### Work to be completed
Place every line of the material below into a JSON list of strings, one string per line, with blank lines omitted. Leave the pictures out of the list.

### Given data
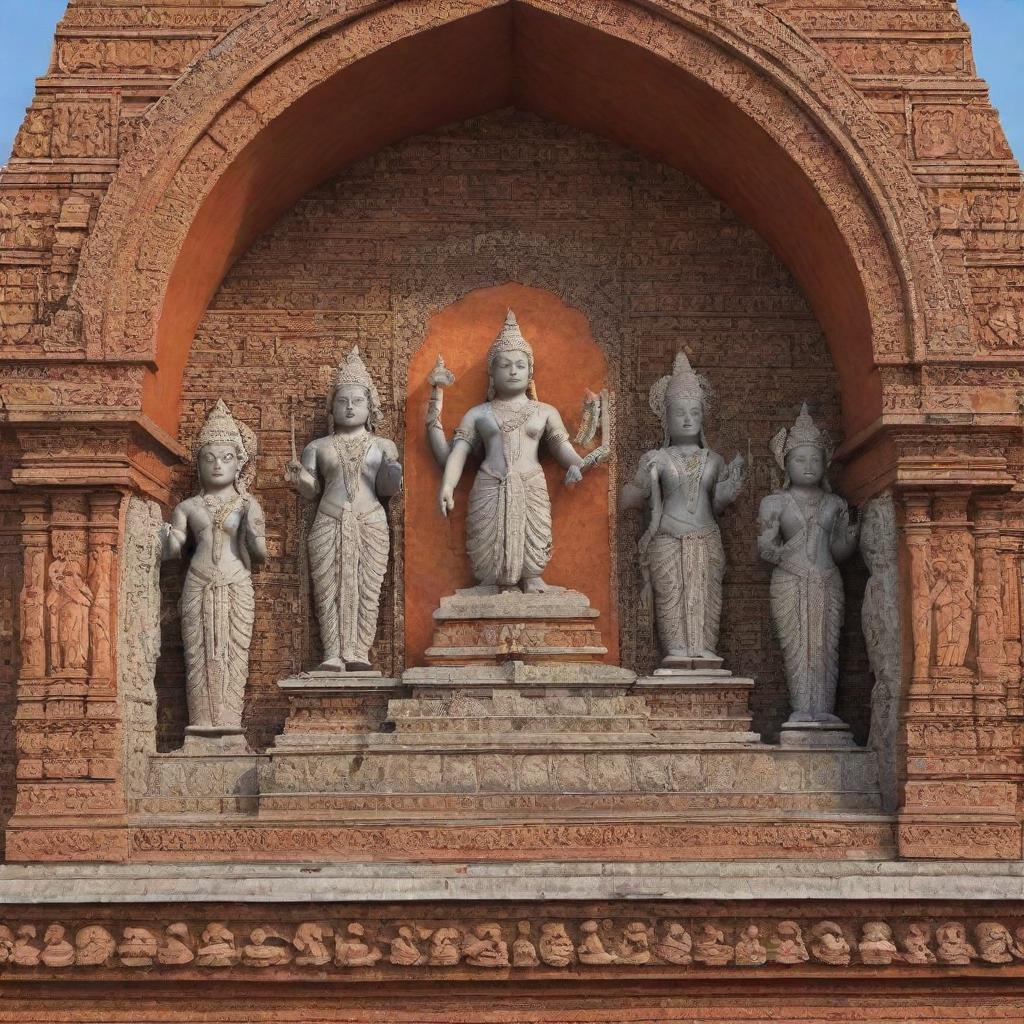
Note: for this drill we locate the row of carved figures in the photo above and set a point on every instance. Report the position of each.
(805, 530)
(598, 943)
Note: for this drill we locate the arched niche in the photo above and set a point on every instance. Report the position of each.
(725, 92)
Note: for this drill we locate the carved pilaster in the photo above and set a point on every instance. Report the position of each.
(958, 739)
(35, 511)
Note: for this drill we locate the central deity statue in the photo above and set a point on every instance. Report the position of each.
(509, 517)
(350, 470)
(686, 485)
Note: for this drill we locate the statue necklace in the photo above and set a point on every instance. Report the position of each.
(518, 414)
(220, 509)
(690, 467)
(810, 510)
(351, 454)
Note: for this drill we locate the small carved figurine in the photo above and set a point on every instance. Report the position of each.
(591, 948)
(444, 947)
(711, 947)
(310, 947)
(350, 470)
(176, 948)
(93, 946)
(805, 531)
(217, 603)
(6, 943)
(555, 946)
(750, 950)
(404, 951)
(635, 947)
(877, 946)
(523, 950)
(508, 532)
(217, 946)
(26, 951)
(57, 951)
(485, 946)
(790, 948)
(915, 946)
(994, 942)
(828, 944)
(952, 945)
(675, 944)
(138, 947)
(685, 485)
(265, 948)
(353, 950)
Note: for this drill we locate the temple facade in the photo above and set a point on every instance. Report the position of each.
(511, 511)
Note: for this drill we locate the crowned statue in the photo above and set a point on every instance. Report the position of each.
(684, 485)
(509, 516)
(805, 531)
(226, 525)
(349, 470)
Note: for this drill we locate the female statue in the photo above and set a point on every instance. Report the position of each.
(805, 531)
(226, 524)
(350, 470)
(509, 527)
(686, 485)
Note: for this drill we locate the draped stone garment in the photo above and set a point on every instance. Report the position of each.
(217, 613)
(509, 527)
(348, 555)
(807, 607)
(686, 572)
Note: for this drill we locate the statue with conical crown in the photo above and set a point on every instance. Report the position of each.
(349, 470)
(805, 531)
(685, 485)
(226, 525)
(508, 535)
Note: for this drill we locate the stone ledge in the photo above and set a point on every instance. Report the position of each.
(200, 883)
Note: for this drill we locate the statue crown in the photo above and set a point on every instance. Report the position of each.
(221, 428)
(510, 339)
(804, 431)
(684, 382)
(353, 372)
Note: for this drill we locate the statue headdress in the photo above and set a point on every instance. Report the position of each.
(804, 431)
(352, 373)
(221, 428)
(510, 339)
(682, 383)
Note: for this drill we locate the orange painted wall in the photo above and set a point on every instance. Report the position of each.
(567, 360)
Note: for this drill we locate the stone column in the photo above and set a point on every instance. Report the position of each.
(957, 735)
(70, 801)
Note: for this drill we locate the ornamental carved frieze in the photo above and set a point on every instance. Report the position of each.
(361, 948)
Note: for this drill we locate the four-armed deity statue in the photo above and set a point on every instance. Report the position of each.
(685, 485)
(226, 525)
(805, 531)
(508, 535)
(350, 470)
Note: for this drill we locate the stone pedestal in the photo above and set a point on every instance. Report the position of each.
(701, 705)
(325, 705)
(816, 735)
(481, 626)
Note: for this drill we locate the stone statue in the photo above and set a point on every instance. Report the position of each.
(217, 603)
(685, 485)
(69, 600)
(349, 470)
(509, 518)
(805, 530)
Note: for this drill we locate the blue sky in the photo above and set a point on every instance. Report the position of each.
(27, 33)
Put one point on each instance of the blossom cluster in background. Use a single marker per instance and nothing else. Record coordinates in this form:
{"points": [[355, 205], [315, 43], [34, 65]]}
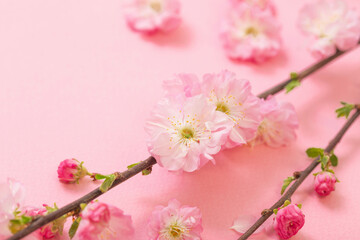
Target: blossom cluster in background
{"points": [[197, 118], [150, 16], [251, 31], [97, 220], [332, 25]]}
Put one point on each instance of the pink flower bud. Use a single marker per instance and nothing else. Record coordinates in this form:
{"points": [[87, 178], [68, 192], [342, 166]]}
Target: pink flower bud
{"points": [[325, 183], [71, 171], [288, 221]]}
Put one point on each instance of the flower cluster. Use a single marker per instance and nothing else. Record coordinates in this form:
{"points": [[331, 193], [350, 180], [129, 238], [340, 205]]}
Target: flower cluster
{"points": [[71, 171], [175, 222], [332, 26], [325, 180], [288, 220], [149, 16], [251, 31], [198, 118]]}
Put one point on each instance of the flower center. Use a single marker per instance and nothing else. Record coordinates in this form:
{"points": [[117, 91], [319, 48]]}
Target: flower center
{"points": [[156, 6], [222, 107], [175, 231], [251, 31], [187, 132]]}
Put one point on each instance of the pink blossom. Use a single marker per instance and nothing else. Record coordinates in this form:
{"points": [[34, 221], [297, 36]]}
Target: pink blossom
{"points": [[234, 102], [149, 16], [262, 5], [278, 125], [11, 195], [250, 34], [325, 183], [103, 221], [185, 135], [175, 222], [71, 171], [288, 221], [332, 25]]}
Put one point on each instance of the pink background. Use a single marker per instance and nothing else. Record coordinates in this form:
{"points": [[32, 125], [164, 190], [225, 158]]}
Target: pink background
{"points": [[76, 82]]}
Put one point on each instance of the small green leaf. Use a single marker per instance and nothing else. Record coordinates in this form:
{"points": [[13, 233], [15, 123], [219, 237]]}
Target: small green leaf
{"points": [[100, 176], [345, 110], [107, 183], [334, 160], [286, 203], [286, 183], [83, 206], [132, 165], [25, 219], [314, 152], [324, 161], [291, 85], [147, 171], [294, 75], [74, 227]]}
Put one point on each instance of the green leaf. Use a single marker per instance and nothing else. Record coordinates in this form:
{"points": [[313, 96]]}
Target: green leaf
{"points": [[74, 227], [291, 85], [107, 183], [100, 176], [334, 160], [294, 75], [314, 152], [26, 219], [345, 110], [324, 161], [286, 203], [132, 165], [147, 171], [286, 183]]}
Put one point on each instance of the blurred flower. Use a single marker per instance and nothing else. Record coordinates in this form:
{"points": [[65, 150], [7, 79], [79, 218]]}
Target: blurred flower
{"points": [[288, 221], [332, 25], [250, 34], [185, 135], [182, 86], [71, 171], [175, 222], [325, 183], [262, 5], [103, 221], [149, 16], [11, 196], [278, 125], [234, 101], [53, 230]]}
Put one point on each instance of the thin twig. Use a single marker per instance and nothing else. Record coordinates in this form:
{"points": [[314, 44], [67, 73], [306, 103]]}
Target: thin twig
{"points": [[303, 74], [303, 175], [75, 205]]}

### Reply to the task
[
  "Note: for this drill we locate the row of carved figures in the photo above and set a point on every instance. Report the position of each.",
  "(805, 530)",
  "(598, 943)",
  "Note: for this drill we locate the arched niche in the photo above and set a point on every instance. Report the position of each.",
  "(725, 92)",
  "Note: for this drill we locate the carved pilaster in the photo above and set a point on every instance. Report the position of each.",
  "(958, 739)",
  "(35, 511)",
  "Note: for this drill we locate the central deity statue in the photo above and set a point on every instance. Report the position of each.",
  "(509, 517)",
  "(350, 470)",
  "(686, 485)",
  "Note: for this drill we locate the statue necklace in the photo above and set a point on every instance. Report the position of each.",
  "(518, 414)",
  "(220, 509)",
  "(690, 467)",
  "(810, 510)",
  "(351, 454)",
  "Note: for this drill we locate the small carved figurine in the photo above and set a point on every instance. Report the position of each.",
  "(591, 948)",
  "(444, 947)",
  "(711, 947)",
  "(310, 947)",
  "(350, 470)",
  "(176, 948)",
  "(93, 946)",
  "(805, 531)",
  "(217, 603)",
  "(6, 943)",
  "(555, 946)",
  "(750, 950)",
  "(404, 951)",
  "(635, 947)",
  "(877, 946)",
  "(523, 950)",
  "(508, 532)",
  "(217, 946)",
  "(26, 951)",
  "(57, 951)",
  "(485, 946)",
  "(790, 948)",
  "(915, 946)",
  "(994, 942)",
  "(828, 944)",
  "(952, 945)",
  "(675, 944)",
  "(138, 947)",
  "(685, 485)",
  "(265, 948)",
  "(353, 950)",
  "Note: for this drill we locate the temple facade in the photo above and set a point on every instance. Report the position of each.",
  "(511, 511)",
  "Note: for this drill we locate the crowned statue in the photo above and set a point on every instance. Report the position of each.",
  "(684, 485)",
  "(509, 516)",
  "(805, 531)",
  "(226, 525)",
  "(349, 470)",
  "Note: for this drill we locate the female statue in the photo above and set a point on every instance. Report the position of each.",
  "(805, 531)",
  "(226, 524)",
  "(350, 470)",
  "(509, 527)",
  "(686, 485)",
  "Note: for this drill we locate the draped stone garment in the photo above and set a point on every instance. Report the position of each.",
  "(217, 613)",
  "(509, 527)",
  "(348, 555)",
  "(807, 607)",
  "(686, 572)",
  "Note: for this drill we locate the statue with conical crown in the photo above and set a point on every instance. Report the position of each.",
  "(349, 470)",
  "(805, 531)",
  "(685, 485)",
  "(226, 525)",
  "(508, 535)",
  "Note: for this drill we locate the stone ledge in the photo above and set a point on every instance. Report the position of each.",
  "(200, 883)",
  "Note: for this drill we locate the statue crown in the photo above and set a point on every instance. Report the position of each.",
  "(221, 428)",
  "(510, 339)",
  "(804, 431)",
  "(684, 382)",
  "(353, 372)",
  "Note: for this drill we locate the statue headdress in the photo above and set a point on every instance. Report the position of each.",
  "(804, 431)",
  "(352, 373)",
  "(221, 428)",
  "(510, 339)",
  "(682, 383)",
  "Note: for this drill we locate the orange painted wall in the photo above and set a point on every instance. Report the position of each.",
  "(567, 360)",
  "Note: for this drill we locate the stone column in the photo above and set a point on every instance. Report the position of each.",
  "(957, 735)",
  "(70, 801)",
  "Note: for this drill we locate the ornamental carved frieze in the photo above and set a point on every instance. Report the position of each.",
  "(361, 948)",
  "Note: for this drill we locate the four-armed deity statue in the photo above and set a point on every instance. Report the position of each.",
  "(685, 485)",
  "(226, 525)",
  "(805, 531)",
  "(508, 535)",
  "(350, 470)",
  "Note: for this drill we locate the stone pedestal in the photo above and set a point on every instance. Report the position of each.",
  "(701, 705)",
  "(325, 705)",
  "(816, 735)",
  "(481, 626)",
  "Note: for this drill we locate the stone statue in the photo above and set a point on every instance. Report the position of each.",
  "(217, 603)",
  "(685, 485)",
  "(69, 600)",
  "(349, 470)",
  "(509, 518)",
  "(805, 530)",
  "Note: for this drill we locate the blue sky in the photo above and set a point on every instance. Report the position of each.",
  "(27, 33)",
  "Put one point on each instance of the blossom cluster in background. Use a single marker per instance and nothing else. Record coordinates in this form:",
  "{\"points\": [[355, 205], [315, 43], [34, 65]]}",
  "Target: blossom cluster in background",
  "{\"points\": [[197, 118], [150, 16], [251, 31], [97, 220], [332, 25]]}",
  "Put one point on each instance of the pink flower bud. Use a single marker per instance and nothing else. Record coordinates in this form:",
  "{\"points\": [[87, 178], [68, 192], [342, 166]]}",
  "Target: pink flower bud",
  "{\"points\": [[325, 183], [71, 171], [288, 221]]}",
  "Put one point on each instance of the flower cluster. Use a single marker per instance and nothing else. Record coordinates in this form:",
  "{\"points\": [[331, 193], [350, 180], [129, 238], [340, 205]]}",
  "Target: flower cluster",
  "{\"points\": [[71, 171], [175, 222], [332, 26], [325, 180], [288, 220], [149, 16], [251, 31], [198, 118]]}",
  "Put one point on each instance of the flower center. Use a single marker per instance and nothing else. Record coordinates in this form:",
  "{\"points\": [[117, 91], [319, 48]]}",
  "Target: flower center",
  "{\"points\": [[156, 6], [222, 107], [175, 231], [251, 31], [187, 132]]}",
  "Put one point on each instance of the pink blossom. Use a single marker per instance and nothing else. Record coordinates in this form:",
  "{\"points\": [[34, 221], [297, 36]]}",
  "Target: pink blossom",
  "{\"points\": [[234, 102], [149, 16], [262, 5], [278, 125], [11, 195], [250, 34], [325, 183], [103, 221], [185, 135], [175, 222], [71, 171], [288, 221], [332, 25]]}",
  "Put one point on each instance of the pink background. Use a single marker per instance and nothing else. Record coordinates in this form:",
  "{\"points\": [[32, 125], [164, 190], [225, 158]]}",
  "Target: pink background",
  "{\"points\": [[76, 82]]}",
  "Put one point on each instance of the small green leaf. Use a single marker per instance and nothing else. Record coordinates in this form:",
  "{\"points\": [[13, 233], [15, 123], [219, 237]]}",
  "Target: small green leaf",
  "{\"points\": [[100, 176], [345, 110], [107, 183], [334, 160], [286, 203], [286, 183], [83, 206], [132, 165], [25, 219], [314, 152], [324, 161], [291, 85], [147, 171], [294, 75], [74, 227]]}",
  "Put one point on each instance of the green leaf. Use a single marker per instance and nothing else. Record coordinates in this form:",
  "{\"points\": [[313, 96]]}",
  "Target: green leaf",
  "{\"points\": [[74, 227], [291, 85], [107, 183], [100, 176], [334, 160], [294, 75], [314, 152], [26, 219], [345, 110], [324, 161], [286, 203], [132, 165], [147, 171], [286, 183]]}",
  "Put one point on each instance of the blurred flower. Use a single marker per instance and nothing else. Record coordinates in this form:",
  "{\"points\": [[65, 150], [7, 79], [79, 218]]}",
  "Target: blurred flower",
  "{\"points\": [[288, 221], [332, 25], [250, 34], [185, 135], [182, 86], [71, 171], [175, 222], [325, 183], [262, 5], [103, 221], [149, 16], [11, 196], [278, 125], [234, 101], [53, 230]]}",
  "Put one point on each instance of the thin twig. Use a single marker per instance and nothing else. Record coordinates in this form:",
  "{\"points\": [[314, 44], [67, 73], [306, 103]]}",
  "Target: thin twig",
  "{\"points\": [[303, 74], [303, 175], [75, 205]]}"
]